--- start of Data in this exercise ---

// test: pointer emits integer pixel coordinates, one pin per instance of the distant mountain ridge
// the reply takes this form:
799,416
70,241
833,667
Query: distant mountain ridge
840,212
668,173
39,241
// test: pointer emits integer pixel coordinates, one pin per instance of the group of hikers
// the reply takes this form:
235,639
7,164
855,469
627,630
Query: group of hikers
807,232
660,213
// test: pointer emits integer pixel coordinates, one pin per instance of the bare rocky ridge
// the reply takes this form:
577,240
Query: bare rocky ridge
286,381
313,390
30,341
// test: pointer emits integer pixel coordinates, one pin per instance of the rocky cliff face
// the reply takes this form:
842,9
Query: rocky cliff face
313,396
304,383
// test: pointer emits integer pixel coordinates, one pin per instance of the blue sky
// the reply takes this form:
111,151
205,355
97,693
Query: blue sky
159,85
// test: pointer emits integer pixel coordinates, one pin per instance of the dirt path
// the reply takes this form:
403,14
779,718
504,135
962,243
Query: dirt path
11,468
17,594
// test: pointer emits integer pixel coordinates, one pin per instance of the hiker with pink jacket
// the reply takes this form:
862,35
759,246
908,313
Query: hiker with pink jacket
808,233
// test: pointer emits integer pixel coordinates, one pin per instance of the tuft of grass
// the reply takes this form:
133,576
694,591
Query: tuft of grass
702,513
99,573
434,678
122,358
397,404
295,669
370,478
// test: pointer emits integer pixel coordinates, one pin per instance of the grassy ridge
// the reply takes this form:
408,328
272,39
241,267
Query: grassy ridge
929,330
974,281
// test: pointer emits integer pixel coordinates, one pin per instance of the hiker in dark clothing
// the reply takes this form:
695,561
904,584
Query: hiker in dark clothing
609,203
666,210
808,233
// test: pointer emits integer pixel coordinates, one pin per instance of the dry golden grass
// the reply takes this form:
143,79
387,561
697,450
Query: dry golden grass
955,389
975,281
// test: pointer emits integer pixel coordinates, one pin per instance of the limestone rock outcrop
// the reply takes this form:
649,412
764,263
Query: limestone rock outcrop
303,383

--- end of Data in this exercise ---

**Brief:** Copy out again every line from the one containing "the limestone rock outcrop" through the end of the entries, including both the starting line and the last line.

**Output of the task:**
// test: pointer emits integer pixel coordinates, one pin per instance of the limestone rock outcrop
// the reply takes this form:
649,412
764,263
Query: limestone rock outcrop
303,383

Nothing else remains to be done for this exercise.